„Jesus von Nazareth“
– das erste Buch von Joseph Ratzinger als Papst kommt morgen, zum 80. Geburtstag des
Autors, in den Handel. 450 Seiten stark, widmet es sich dem, was Jesus dem Christen
immer sagte und auch heute sagt. Der Wiener Erzbischof Kardinal Schönborn stellte
das Buch am vergangenen Freitag für den Papst vor. Gudrun Sailer sprach mit dem Ratzinger-Schüler
Schönborn und fragte ihn zunächst, welchen Zugang Papst Benedikt wählte, um sich der
Gestalt Jesus Christus anzunähern.
„Wenn Benedikt XVI. sehr persönlich
über Jesus von Nazareth meditiert, ist das kein privater Akt. Aber es ist etwas Persönliches.
Eigentlich ist das gar nichts Verwunderliches, denn der Papst ist nicht der Chef eines
multinationalen Konzerns, sondern Nachfolger des Petrus. Petrus war der erste der
gesagt hat: du bist der Christus, der Messias, der Sohn des lebendigen Gottes, und
auf diesem Bekenntnis steht bis heute die Kirche. Wenn der Nachfolger des Petrus darüber
meditiert, wer eigentlich Jesus ist, was er ihm persönlich zu sagen hat, dann tut
er sein Kerngeschäft, seine zentrale Aufgabe als Nachfolge des Petrus.“
Papst
Benedikt hält im Vorwort ausdrücklich fest, dass dies kein päpstliches Lehrschreiben
ist. Er lädt also die kritische Vernunft zu einer Debatte ein. Inwiefern ist das bezeichnend
für diesen Papst?
„Er hat sich auch als Professor, wo ich ihn erlebt habe,
immer sehr debattenfreudig gezeigt, er hat ein ganz großes Vertrauen in die Kraft
der Argumente. Darum lässt er sich auch gründlich ein auf die historische Kritik an
Jesus, stimmt das überhaupt, was man in der Bibel über ihn erzählt, ist das nicht
Pfaffenlug und Kirchenschwindel, muss man das nicht alles enthüllen wie das gewisse
Autoren mit großen finanziellen Erfolg machen – da stellt er sich ganz ungeniert der
strengen strikten Argumentation. Und diese Argumentation ist für ihn auch möglich,
und er vertraut darauf, dass die Argumente nachvollziehbar sind. Das ersetzt nicht
den Glauben, aber es zeigt zumindest eines für ihn, so ganz nebulös ist das Bild dieser
Jesus nicht, wie es in den Evangelien steht – das ist sehr glaubwürdig.“
Das
Buch erscheint zum 80. Geburtstag Papst Benedikts, und wenige Tage später jährt sich
der Pontifikatsbeginn für Benedikt zum zweiten Mal. Sie sprachen vorhin von Konzentration
auf das Kerngeschäft, sehen Sie das als Leitmotiv dieser zwei Jahre?

----

| Gestellte Aufgabe a |
Gib aus den Zeilen unten genau den Abschnitt unverändert wieder, der mit der Zeile mit „Identify suv headlight in the image above.“ beginnt und mit der Zeile mit „[1149,380,1270,528]“ einschließlich endet.

| Einträge zum Auffinden benannter Objekte |
----

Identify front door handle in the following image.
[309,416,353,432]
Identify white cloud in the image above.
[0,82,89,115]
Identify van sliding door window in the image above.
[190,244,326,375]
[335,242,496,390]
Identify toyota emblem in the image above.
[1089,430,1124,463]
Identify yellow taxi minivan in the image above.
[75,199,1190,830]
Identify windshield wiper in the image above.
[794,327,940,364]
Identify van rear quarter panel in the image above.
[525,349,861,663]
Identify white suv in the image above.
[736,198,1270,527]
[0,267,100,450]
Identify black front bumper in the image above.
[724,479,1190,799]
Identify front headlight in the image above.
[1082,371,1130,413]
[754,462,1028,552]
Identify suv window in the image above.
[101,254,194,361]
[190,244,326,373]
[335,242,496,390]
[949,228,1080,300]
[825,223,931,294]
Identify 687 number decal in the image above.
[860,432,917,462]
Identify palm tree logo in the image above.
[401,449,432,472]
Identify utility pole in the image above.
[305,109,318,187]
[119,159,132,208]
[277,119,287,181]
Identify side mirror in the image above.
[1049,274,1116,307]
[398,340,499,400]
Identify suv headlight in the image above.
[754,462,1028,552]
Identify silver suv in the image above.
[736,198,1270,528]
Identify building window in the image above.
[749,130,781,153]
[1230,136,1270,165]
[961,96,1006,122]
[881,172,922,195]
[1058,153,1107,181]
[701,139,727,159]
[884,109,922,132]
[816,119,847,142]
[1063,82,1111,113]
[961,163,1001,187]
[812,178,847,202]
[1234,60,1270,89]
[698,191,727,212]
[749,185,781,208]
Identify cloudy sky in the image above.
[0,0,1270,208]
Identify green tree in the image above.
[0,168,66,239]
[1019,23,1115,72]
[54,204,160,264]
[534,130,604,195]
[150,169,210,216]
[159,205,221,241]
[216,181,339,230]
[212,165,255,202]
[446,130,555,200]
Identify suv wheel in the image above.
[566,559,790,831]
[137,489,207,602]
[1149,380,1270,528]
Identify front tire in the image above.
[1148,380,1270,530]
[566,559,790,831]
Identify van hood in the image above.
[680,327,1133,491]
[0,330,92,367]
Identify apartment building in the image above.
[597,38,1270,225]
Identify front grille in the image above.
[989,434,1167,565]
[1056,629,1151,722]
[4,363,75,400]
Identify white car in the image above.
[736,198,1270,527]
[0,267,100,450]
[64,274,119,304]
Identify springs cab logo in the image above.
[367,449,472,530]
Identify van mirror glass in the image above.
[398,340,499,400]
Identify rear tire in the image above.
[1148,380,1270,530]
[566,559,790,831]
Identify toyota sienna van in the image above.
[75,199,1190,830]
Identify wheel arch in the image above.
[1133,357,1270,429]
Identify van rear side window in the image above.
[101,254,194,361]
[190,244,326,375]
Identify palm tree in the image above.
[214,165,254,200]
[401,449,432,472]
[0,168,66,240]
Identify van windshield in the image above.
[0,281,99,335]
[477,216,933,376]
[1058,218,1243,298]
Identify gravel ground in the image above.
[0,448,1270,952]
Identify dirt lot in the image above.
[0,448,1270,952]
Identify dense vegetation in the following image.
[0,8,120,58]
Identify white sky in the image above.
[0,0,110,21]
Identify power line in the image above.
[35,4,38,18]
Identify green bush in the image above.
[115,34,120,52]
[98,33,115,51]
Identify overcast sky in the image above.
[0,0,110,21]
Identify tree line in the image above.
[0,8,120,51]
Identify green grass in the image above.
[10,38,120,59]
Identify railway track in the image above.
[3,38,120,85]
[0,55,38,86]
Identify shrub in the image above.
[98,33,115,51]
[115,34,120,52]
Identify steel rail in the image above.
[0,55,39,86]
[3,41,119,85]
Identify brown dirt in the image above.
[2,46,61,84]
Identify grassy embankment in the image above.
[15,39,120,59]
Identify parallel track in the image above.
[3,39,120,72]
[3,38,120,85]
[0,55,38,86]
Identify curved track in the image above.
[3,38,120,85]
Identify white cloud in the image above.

----

| Gestellte Aufgabe b |
Wer stellte laut dem Textauszug das Buch „Jesus von Nazareth“ am vergangenen Freitag für den Papst vor?

| Endergebnis a |
Identify suv headlight in the image above.
[754,462,1028,552]
Identify silver suv in the image above.
[736,198,1270,528]
Identify building window in the image above.
[749,130,781,153]
[1230,136,1270,165]
[961,96,1006,122]
[881,172,922,195]
[1058,153,1107,181]
[701,139,727,159]
[884,109,922,132]
[816,119,847,142]
[1063,82,1111,113]
[961,163,1001,187]
[812,178,847,202]
[1234,60,1270,89]
[698,191,727,212]
[749,185,781,208]
Identify cloudy sky in the image above.
[0,0,1270,208]
Identify green tree in the image above.
[0,168,66,239]
[1019,23,1115,72]
[54,204,160,264]
[534,130,604,195]
[150,169,210,216]
[159,205,221,241]
[216,181,339,230]
[212,165,255,202]
[446,130,555,200]
Identify suv wheel in the image above.
[566,559,790,831]
[137,489,207,602]
[1149,380,1270,528]

| Endergebnis b |
Der Wiener Erzbischof Kardinal Schönborn.